• [QUÉ HARÁS]: Por favor, reescribe únicamente el tramo de los registros que va desde la línea que contiene "Objective — one marker on every instance of the player's hand" hasta el final, ambos extremos incluidos, con sus enunciados intactos. Multiplica por 1,2 cada coordenada de las respuestas y redondea a enteros, con las mitades hacia arriba.

Registros extraídos
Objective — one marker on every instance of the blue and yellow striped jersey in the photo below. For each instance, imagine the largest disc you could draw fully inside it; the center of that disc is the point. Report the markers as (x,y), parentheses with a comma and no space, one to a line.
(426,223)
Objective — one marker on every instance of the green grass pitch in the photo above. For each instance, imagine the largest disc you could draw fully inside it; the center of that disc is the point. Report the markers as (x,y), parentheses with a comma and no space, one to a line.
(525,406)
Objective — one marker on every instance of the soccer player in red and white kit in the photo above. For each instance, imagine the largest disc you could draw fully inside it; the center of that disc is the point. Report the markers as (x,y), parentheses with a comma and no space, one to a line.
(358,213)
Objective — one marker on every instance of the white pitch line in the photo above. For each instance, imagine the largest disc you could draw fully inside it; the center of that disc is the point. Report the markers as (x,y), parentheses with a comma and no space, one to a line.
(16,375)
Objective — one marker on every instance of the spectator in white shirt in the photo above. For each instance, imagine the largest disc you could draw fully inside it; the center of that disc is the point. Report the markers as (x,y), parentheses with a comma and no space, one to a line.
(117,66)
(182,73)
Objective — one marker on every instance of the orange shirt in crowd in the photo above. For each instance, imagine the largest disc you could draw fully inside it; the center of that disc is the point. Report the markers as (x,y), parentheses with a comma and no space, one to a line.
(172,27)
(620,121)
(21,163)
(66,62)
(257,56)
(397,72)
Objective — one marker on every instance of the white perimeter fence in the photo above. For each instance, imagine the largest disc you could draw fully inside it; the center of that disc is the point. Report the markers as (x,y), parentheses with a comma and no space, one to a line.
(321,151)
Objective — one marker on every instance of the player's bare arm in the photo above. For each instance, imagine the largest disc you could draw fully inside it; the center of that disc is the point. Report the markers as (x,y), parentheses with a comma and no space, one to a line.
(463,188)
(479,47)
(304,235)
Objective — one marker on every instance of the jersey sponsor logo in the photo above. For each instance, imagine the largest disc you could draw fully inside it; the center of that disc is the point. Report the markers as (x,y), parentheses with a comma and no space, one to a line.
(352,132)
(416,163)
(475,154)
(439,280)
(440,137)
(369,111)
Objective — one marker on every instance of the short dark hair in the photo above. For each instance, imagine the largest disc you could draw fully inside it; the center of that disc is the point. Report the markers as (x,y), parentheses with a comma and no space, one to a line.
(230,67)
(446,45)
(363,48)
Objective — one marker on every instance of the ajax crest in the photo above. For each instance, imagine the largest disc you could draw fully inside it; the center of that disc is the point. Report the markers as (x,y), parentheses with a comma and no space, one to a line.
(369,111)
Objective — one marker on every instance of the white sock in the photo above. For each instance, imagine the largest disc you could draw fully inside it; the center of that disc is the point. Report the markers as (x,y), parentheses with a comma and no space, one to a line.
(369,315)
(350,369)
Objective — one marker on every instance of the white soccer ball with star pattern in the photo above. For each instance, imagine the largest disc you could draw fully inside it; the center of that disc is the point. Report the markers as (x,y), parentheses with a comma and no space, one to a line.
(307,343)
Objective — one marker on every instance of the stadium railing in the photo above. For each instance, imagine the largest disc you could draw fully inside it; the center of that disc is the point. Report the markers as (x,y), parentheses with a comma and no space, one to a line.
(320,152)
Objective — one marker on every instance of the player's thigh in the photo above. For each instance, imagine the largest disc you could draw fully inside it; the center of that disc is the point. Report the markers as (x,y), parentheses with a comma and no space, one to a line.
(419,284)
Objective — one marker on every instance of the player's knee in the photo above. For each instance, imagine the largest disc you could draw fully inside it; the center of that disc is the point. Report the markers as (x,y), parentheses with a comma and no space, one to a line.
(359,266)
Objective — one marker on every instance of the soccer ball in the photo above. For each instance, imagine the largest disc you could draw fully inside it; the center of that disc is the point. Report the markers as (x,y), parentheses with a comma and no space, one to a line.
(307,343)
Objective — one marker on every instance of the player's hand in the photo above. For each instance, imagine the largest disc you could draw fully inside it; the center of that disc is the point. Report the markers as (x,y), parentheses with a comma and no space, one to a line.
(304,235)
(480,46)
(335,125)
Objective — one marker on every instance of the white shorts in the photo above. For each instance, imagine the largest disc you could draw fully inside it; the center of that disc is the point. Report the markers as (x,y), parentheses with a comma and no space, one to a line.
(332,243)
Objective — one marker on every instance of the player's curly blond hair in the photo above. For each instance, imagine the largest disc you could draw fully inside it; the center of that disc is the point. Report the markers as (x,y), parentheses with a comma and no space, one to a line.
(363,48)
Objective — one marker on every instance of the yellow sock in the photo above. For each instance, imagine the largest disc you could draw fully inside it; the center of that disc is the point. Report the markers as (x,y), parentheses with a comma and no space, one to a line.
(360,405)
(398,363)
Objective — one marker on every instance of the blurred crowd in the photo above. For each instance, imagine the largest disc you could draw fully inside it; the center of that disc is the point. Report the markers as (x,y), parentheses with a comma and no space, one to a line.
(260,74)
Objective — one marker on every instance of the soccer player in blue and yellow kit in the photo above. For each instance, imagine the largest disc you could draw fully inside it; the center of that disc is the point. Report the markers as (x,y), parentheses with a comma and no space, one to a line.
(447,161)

• [EJERCICIO RESUELTO]:
Objective — one marker on every instance of the player's hand in the photo above. For each instance, imagine the largest disc you could draw fully inside it; the center of that disc is the point. Report the markers as (x,y), parentheses with a comma and no space, one to a line.
(365,282)
(576,55)
(402,150)
Objective — one marker on every instance of the white shorts in the photo above. For each instance, imagine the largest disc you could draw fully inside it; the center of that disc is the point. Report the markers as (x,y), parentheses with a comma and no space, one to a line.
(398,292)
Objective — one marker on every instance of the player's curly blond hair in the photo above. For each instance, imagine the largest disc you could draw fully inside it; the center of that disc is the point. Report the markers as (x,y), parentheses with a comma and no space, one to a line.
(436,58)
Objective — one marker on every instance of the yellow sock in the photo above. For each instance, imagine the largest disc you could draw fully inside it; the center of that disc is the point. Report the markers as (x,y), parentheses with a comma and no space, one to a line.
(432,486)
(478,436)
Objective — one marker on every instance of the blurred crowd in the photo above. For each instance, imagine the largest disc you could draw fully inside it; the center of that disc is the point. Report the markers as (x,y), parentheses with a comma and no space, one to a line.
(312,89)
Objective — one marker on every instance of the soccer player in blue and yellow kit in the photo above. For each instance, imagine the largest disc you could draw fully inside it; the center of that disc is the point. Report the markers as (x,y), parentheses with a comma and no space, one to a line.
(536,193)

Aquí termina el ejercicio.